Your goal: The answer is the full set of records below, transcribed exactly.

[Start of Attachment]

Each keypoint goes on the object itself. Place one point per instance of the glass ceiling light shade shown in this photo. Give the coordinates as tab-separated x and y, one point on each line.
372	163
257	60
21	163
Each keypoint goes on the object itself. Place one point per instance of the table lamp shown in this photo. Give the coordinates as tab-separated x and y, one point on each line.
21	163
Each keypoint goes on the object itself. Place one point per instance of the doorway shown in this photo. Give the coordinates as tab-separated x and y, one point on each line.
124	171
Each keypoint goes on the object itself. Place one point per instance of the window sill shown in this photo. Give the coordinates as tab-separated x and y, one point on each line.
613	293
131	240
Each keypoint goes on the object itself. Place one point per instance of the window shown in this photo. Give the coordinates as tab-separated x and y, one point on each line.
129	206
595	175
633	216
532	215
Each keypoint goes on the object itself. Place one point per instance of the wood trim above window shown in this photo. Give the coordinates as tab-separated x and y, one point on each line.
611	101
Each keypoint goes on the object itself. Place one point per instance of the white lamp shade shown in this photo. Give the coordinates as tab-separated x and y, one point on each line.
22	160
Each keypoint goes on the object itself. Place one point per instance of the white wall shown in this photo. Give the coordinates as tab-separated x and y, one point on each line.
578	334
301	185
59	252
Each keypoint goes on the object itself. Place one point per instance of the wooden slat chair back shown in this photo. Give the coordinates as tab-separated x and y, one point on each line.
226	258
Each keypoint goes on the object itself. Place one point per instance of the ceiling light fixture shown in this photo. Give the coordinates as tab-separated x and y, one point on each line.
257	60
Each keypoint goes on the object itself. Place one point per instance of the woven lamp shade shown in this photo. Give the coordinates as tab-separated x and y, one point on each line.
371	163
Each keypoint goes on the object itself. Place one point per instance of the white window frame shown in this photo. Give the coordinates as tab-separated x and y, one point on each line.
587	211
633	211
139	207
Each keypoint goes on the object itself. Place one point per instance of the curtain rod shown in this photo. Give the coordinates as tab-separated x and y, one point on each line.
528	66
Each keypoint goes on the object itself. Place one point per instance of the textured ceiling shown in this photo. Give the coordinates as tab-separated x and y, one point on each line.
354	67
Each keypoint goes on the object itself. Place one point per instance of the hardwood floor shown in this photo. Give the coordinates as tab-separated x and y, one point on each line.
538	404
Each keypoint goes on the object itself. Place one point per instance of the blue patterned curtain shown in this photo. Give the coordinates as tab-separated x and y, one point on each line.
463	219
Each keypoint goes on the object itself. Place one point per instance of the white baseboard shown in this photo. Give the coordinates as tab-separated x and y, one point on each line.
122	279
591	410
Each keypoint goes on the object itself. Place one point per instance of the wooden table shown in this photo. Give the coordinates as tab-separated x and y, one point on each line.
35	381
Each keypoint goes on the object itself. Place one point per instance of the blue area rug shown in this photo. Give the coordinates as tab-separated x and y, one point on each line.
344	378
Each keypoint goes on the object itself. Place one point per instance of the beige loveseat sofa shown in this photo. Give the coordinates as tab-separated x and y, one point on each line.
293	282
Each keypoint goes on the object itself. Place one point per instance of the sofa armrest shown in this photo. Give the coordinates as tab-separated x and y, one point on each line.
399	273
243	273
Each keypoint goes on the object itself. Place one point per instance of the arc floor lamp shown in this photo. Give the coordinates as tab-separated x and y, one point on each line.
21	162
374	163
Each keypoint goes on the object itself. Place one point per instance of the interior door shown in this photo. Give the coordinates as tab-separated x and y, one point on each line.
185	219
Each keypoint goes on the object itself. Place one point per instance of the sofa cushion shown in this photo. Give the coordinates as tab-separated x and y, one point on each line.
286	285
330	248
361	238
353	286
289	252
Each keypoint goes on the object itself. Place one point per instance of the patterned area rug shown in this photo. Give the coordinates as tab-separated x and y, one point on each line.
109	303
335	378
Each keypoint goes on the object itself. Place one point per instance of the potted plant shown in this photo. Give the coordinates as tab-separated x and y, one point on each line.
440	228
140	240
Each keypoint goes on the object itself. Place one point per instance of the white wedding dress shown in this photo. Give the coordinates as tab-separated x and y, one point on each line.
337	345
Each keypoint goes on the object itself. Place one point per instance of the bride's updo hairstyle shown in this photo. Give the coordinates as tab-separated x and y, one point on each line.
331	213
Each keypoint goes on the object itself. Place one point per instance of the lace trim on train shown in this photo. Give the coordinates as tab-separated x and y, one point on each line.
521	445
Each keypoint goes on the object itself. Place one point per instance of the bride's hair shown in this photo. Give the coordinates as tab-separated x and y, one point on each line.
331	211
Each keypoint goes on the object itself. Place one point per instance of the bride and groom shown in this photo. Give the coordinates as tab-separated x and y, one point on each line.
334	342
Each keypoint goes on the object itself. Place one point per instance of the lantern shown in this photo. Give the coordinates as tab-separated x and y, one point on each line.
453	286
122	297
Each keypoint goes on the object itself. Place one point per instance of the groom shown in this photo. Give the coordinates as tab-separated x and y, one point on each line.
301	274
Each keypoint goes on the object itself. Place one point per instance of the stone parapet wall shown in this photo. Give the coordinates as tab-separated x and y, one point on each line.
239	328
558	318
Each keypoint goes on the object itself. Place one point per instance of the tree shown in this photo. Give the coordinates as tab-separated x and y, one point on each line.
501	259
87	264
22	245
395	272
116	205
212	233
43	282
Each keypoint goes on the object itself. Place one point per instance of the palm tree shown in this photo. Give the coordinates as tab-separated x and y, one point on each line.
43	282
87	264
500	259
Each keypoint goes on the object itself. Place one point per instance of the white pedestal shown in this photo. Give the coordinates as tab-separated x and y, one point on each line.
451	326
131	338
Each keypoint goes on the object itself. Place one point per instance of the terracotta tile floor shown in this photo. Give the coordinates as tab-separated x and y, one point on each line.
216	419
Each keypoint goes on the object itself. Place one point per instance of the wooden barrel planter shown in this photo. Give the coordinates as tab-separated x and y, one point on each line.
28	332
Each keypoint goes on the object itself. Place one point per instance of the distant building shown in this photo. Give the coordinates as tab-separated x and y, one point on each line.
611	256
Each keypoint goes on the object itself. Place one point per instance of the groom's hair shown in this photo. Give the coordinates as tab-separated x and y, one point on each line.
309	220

[End of Attachment]

Output for this task:
Each keypoint goes on the object itself. Place one point per instance of the glass ceiling light shade shown in this photo. Give the coordinates as tab-separated x and y, one point on each line.
372	163
257	60
21	163
Each keypoint goes on the object itself. Place one point per instance of the table lamp shown in this photo. Give the coordinates as tab-separated x and y, one point on each line.
21	163
Each keypoint goes on the object itself. Place one point per instance of the doorway shown in this photo. Give the coordinates as tab-separated x and y, one point on each line.
124	171
Each keypoint goes on the object itself. Place one point per instance of the window sill shown in this photo. Give the coordinates as tab-separated x and y, one point on each line.
613	293
131	240
Each keypoint goes on the object itself. Place one point per instance of the window shown in this photo. Give the coordinates as tab-separated x and y, one point on each line.
129	206
595	175
633	216
532	215
Each keypoint goes on the object itself. Place one point per instance of the wood trim above window shown in this photo. Give the coordinates as tab-separated x and y, one point on each line.
611	101
Each keypoint goes on the object itself. Place one point per instance of the white lamp shade shown in this photo. Give the coordinates as tab-separated x and y, one point on each line.
22	160
Each keypoint goes on the object itself. Place one point per instance of the white wall shown in this photo. Give the coordinates as tab-separated x and y, one point on each line.
578	334
301	185
59	252
Each keypoint goes on the object itself. Place one point per instance of the wooden slat chair back shown in this photo. Give the coordinates as tab-separated x and y, one point on each line.
226	258
Each keypoint goes on the object itself. Place one point per instance of the ceiling light fixture shown in this photo. Give the coordinates as tab-separated x and y, one point on each line.
257	60
Each keypoint goes on the object itself. Place one point per instance of the woven lamp shade shown in this photo. Give the coordinates as tab-separated x and y, one point on each line.
371	163
Each keypoint goes on the object itself. Place one point per instance of the white window frame shown in this photo. Give the coordinates as tab-separated x and y, one point on each line.
587	211
633	211
139	207
Each keypoint goes on the object itself. Place one point per instance of the curtain rod shown in this photo. Give the coordinates as tab-separated x and y, one point on each line.
528	66
Each keypoint goes on the object itself. Place one point per instance of the textured ceiling shown in this photo. Give the coordinates as tab-separated x and y, one point on each line.
354	67
Each keypoint goes on the object itself. Place one point per instance of the hardwood floor shown in this photo. Give the coordinates as tab-separated x and y, one point on each line.
538	404
Each keypoint goes on the object itself. Place one point per instance of the blue patterned curtain shown in this photo. Give the coordinates as tab-separated x and y, one point on each line.
463	219
Each keypoint goes on the object itself. Place one point per instance of the white baseboard shown in this photo. Give the coordinates as tab-separated x and y, one point on each line.
122	279
591	410
Each keypoint goes on the object itself. Place one point per instance of the wooden table shown in this photo. Give the coordinates as tab-separated x and y, one point on each line.
35	381
Each keypoint goes on the object itself. Place one point per instance of the blue area rug shown in this photo. Give the coordinates as tab-separated x and y, one point on each line.
344	378
Each keypoint goes on the object itself. Place one point per instance of the beige loveseat sofa shown in this photo. Give the coordinates as tab-separated x and y, one point on each line.
293	282
Each keypoint goes on the object itself. Place one point per instance of the sofa armrest shown in this photo. Give the coordinates as tab-separated x and y, one point on each line.
399	273
243	273
Each keypoint goes on the object itself. Place one point per instance of the arc floor lamp shown in this photo. Give the coordinates as tab-separated x and y, one point on each line.
21	162
374	163
Each keypoint goes on the object itself. Place one point per instance of the interior door shown in this photo. Give the coordinates as tab-separated x and y, one point on each line.
185	219
Each keypoint goes on the object itself. Place one point per instance of the sofa cushion shown in this photo. Give the coordinates as tab-separated x and y, one point on each line.
286	285
330	248
361	238
353	286
289	252
Each keypoint goes on the object itself. Place one point per instance of the patterned area rug shown in this photo. Give the coordinates as tab-separated x and y, one point on each line.
109	303
335	378
Each keypoint goes on the object itself. Place one point per instance of the potted plant shown in this photo. Give the coordinates as tab-separated x and y, one point on each line.
440	228
140	240
Each keypoint goes on the object itself. Place one point per instance of the white wedding dress shown in this photo. Give the coordinates as tab-separated x and y, one point on each line.
337	345
Each keypoint goes on the object itself. Place one point per instance of the bride's updo hairstyle shown in this photo. Give the coordinates as tab-separated x and y, one point on each line.
331	213
Each keypoint goes on the object itself. Place one point per instance of the lace trim on train shown in this photo. Give the coordinates as tab-separated x and y, one point on each line.
521	445
Each keypoint goes on the object itself. Place one point per instance of the bride's hair shown in this photo. Give the coordinates as tab-separated x and y, one point on each line.
331	211
Each keypoint goes on the object itself. Place one point per instance of the bride and groom shown in this photo. Give the coordinates as tab-separated x and y, one point on each line.
334	342
Each keypoint goes on the object itself. Place one point per instance of the lantern shown in this photo. Give the coordinates as tab-separated x and y, one point on each line.
453	286
122	297
Each keypoint goes on the object itself. Place one point per instance of the groom shown in this photo. Give the coordinates as tab-separated x and y, one point on each line.
301	274
Each keypoint goes on the object itself. Place one point per instance of the stone parapet wall shown in this photo. Give the coordinates as tab-separated x and y, one point on each line.
239	328
558	318
Each keypoint goes on the object itself. Place one point per instance of the tree shown in this photo. Give the coordinates as tab-separated x and y, one point on each line.
501	259
87	264
22	245
395	272
116	205
212	233
43	282
Each keypoint goes on the object itself. Place one point per instance of the palm tree shown in this photo. Give the coordinates as tab-separated x and y, one point on each line.
43	282
87	264
500	259
Each keypoint goes on the object itself. Place one point per instance of the white pedestal shown in this photo. Give the coordinates as tab-separated x and y, one point on each line.
451	326
131	338
Each keypoint goes on the object itself. Place one point per instance of the terracotta tile floor shown in this photo. Give the coordinates as tab-separated x and y, one point on each line.
216	419
Each keypoint goes on the object itself. Place one point per instance of the wooden barrel planter shown in this photo. Give the coordinates as tab-separated x and y, one point on each line.
28	332
Each keypoint goes on the object itself. Place one point per instance of the distant building shown in this photo. Give the coordinates as tab-separated x and y, one point on each line.
611	256
Each keypoint goes on the object itself. Place one point per instance of the groom's hair shown in this photo. Give the coordinates as tab-separated x and y, one point on each line.
309	220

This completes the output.